◆ Set task A ◆
Reproduce word for word the passage of the mafia women interview between "Mafia women primarily" and "caused this evolution?", inclusive.
◆ Set task B ◆
Report every line of the listing that contains the string "outcrop", treating uppercase and lowercase as different.

The wives, mothers, daughters and sisters in the Italian mafia aren’t often thought of as leaders within the organization. But women have played vital roles throughout its history and have done anything—from keeping secrets, to murder—in the name of the family.
American investigative journalist Barbie Latza Nadeau, who’s lived in Rome, Italy, since 1996, and author of “The Godmother: Murder, Vengeance, and the Bloody Struggle of Mafia Women” spoke with A&E True Crime about how women rose to power within Italy’s mafia, what roles they have and how organized crime continues to have a ruinous effect on Italian society.
The main figure in the book is Assunta ‘Pupetta’ Maresca, a convicted murderer and mafia boss who died at age 86 in December 2021. You spent time interviewing her in her home near Naples. What kind of woman was she?
She was a cold-blooded killer and a cunning liar, a manipulator in the worst sense. But if you can look beyond that, she was a nice lady. She was grandmotherly. She killed a man, [her husband’s killer], and obviously, that was wrong. But it took … a lot of courage. She first went to the police, but they told her, ‘Oh, it’s a family matter. Deal with it.’ So she did.
Which other mafia women did you interview?
I embedded with three women who just got out of prison for Camorra crimes, thinking they wanted to be rehabilitated. [Camorra is one of three main mafia groups in Italy; the others are ‘Ndrangheta and Cosa Nostra] But they wanted to get back in the game, and all ended up going back to prison for drug charges.
I interviewed about a dozen people, including a ‘turncoat’ with the Casamonica clan, [a mafia group in Rome], under protection, and Alessandra Cerretti, an anti-mafia prosecutor and an amazing woman.
What is the thinking of women who want to be in the mafia game?
Pupetta was genuinely earnest about the role of the Camorra in society. She would say, ‘My friends and family and associates do a lot of good for people because the government doesn’t take care of things.’ It’s the whole Robin Hood thing. The Italian government has its issues—a lot of corruption, inefficiency—and there are a hundred different parties. You’re never going to have a cohesive government, there are always going to be these cracks. To a large extent, and maybe the Camorra more than others, [mafia members] really feel they are providing a service to the greater society.
What is the role of a mafia woman?
The mother figure is crucially important. Your whole job is to teach your children wrong from right. Things like, ‘It’s OK to get revenge, don’t turn the other cheek.’ Your whole job is to raise children to be bad. You tell them to accept that dad in prison ‘because he was protecting us—he used guns to protect us, he sold drugs to help people.’ The wife is the confidante. She keeps secrets.
Mafia women primarily supported the mafia system behind the scenes until the 1970s, when they started publicly defending their men. In the early 1990s, they started to become actual criminals. What caused this evolution?

◆ Supplied records ◆
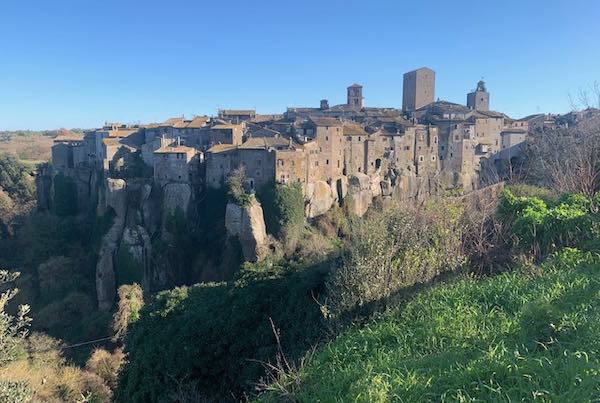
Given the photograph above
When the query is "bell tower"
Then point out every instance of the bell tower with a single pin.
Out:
(480, 98)
(355, 97)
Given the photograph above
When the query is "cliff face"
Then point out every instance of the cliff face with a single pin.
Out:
(247, 224)
(146, 241)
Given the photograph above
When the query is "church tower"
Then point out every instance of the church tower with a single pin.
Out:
(355, 97)
(480, 98)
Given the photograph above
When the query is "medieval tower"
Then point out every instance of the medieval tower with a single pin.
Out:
(355, 97)
(480, 98)
(418, 89)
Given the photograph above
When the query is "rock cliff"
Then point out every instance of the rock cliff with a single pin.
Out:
(247, 224)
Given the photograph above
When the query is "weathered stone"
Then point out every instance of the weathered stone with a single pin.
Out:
(248, 225)
(320, 201)
(176, 195)
(341, 187)
(360, 193)
(359, 181)
(105, 267)
(375, 185)
(116, 196)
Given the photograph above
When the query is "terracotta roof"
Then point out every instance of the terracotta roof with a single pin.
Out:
(226, 126)
(175, 150)
(237, 112)
(325, 121)
(198, 122)
(265, 142)
(219, 148)
(351, 129)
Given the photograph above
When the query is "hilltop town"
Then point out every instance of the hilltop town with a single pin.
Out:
(342, 154)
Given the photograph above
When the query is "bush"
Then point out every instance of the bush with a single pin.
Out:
(542, 228)
(106, 365)
(393, 249)
(65, 196)
(283, 208)
(511, 337)
(218, 335)
(131, 301)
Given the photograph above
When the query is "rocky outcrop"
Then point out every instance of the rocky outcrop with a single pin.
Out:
(247, 224)
(116, 196)
(319, 197)
(360, 193)
(176, 195)
(105, 266)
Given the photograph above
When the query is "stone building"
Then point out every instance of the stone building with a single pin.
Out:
(479, 99)
(176, 163)
(418, 89)
(237, 115)
(355, 98)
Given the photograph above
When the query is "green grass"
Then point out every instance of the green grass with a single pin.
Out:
(530, 335)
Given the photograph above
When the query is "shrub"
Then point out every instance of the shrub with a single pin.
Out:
(217, 335)
(131, 301)
(235, 187)
(106, 365)
(542, 228)
(393, 249)
(65, 196)
(283, 208)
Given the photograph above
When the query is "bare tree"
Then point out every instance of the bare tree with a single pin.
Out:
(567, 159)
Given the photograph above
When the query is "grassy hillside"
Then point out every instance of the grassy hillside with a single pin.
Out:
(531, 335)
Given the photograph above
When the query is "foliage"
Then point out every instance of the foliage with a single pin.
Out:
(106, 365)
(56, 277)
(65, 196)
(283, 207)
(218, 334)
(541, 228)
(15, 179)
(49, 377)
(393, 249)
(518, 336)
(131, 301)
(128, 269)
(235, 187)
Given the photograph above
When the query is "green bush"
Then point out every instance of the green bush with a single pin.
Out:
(218, 335)
(283, 207)
(542, 228)
(391, 250)
(65, 196)
(518, 336)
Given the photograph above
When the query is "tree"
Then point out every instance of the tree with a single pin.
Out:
(13, 330)
(131, 301)
(566, 159)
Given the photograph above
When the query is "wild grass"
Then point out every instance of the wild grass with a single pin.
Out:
(528, 335)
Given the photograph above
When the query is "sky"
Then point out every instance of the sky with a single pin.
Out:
(79, 63)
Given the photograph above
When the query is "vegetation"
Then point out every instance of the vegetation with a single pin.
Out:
(522, 336)
(283, 207)
(218, 335)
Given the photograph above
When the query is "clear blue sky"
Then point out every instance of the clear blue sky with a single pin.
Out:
(78, 63)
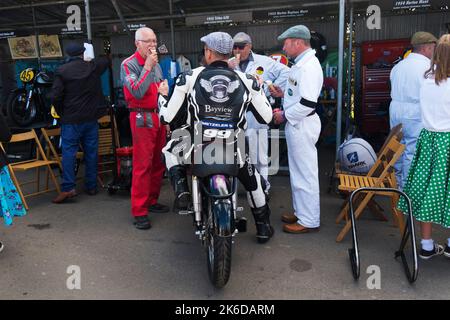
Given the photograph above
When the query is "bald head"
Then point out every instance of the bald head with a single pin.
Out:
(145, 40)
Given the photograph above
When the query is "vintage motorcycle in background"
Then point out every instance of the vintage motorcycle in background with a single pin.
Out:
(29, 104)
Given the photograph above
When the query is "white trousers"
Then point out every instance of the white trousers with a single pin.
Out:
(258, 141)
(304, 170)
(409, 116)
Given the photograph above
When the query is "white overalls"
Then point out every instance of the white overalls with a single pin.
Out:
(406, 79)
(302, 132)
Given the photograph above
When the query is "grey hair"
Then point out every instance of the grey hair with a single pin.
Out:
(138, 33)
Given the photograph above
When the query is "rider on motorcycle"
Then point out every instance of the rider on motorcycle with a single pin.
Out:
(210, 99)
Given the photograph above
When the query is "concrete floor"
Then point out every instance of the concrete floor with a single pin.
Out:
(117, 261)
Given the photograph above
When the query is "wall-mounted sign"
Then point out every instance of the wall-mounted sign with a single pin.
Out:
(279, 14)
(65, 31)
(135, 26)
(410, 4)
(219, 18)
(49, 46)
(8, 34)
(25, 47)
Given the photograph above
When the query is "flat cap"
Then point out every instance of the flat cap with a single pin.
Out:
(300, 32)
(220, 42)
(422, 37)
(242, 37)
(74, 49)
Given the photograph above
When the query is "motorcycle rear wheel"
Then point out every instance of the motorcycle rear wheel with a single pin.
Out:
(219, 259)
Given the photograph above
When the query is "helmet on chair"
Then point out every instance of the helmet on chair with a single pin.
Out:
(356, 155)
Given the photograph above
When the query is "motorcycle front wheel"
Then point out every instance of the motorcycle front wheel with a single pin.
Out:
(17, 111)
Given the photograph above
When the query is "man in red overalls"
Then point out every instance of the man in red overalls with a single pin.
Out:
(141, 76)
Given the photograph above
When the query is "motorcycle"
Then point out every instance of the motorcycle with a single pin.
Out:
(28, 104)
(214, 207)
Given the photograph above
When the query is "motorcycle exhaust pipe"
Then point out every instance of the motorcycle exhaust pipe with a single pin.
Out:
(196, 200)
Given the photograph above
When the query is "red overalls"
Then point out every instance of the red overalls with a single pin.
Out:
(141, 94)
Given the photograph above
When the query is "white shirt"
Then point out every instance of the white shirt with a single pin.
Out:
(435, 105)
(406, 79)
(271, 69)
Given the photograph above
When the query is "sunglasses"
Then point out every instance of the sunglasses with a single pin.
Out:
(239, 46)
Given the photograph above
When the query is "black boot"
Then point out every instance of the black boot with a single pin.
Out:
(178, 178)
(264, 231)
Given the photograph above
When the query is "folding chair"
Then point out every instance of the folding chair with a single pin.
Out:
(397, 134)
(52, 138)
(106, 145)
(381, 175)
(40, 161)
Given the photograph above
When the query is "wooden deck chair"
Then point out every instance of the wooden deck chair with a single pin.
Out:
(52, 138)
(395, 133)
(106, 159)
(381, 175)
(40, 161)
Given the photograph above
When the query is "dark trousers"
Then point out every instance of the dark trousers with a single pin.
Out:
(72, 136)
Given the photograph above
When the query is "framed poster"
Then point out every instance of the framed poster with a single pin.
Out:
(49, 46)
(23, 47)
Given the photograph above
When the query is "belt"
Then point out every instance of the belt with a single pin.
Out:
(154, 110)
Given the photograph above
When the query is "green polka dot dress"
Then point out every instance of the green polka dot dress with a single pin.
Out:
(429, 178)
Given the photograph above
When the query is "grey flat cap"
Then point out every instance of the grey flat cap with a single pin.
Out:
(242, 37)
(299, 32)
(220, 42)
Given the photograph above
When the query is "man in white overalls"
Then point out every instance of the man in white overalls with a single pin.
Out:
(302, 129)
(406, 78)
(245, 60)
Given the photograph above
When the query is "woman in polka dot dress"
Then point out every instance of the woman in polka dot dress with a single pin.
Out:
(428, 183)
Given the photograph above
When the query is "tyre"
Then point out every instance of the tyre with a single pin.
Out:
(219, 259)
(16, 107)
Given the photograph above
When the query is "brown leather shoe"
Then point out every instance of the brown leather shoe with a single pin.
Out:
(298, 228)
(289, 218)
(63, 196)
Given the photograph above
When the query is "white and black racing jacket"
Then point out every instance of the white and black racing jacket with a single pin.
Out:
(215, 97)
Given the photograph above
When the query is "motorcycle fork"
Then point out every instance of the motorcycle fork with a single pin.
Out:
(29, 97)
(197, 206)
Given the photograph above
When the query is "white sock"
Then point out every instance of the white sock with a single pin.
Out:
(427, 244)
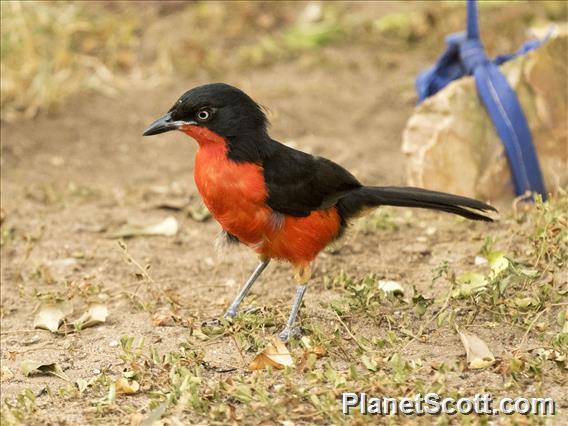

◆ Written answer A ◆
Mafia women primarily supported the mafia system behind the scenes until the 1970s, when they started publicly defending their men. In the early 1990s, they started to become actual criminals. What caused this evolution?

◆ Written answer B ◆
When the query is "rocky outcrop"
Then point out every instance of the rocky outcrop with a single pin.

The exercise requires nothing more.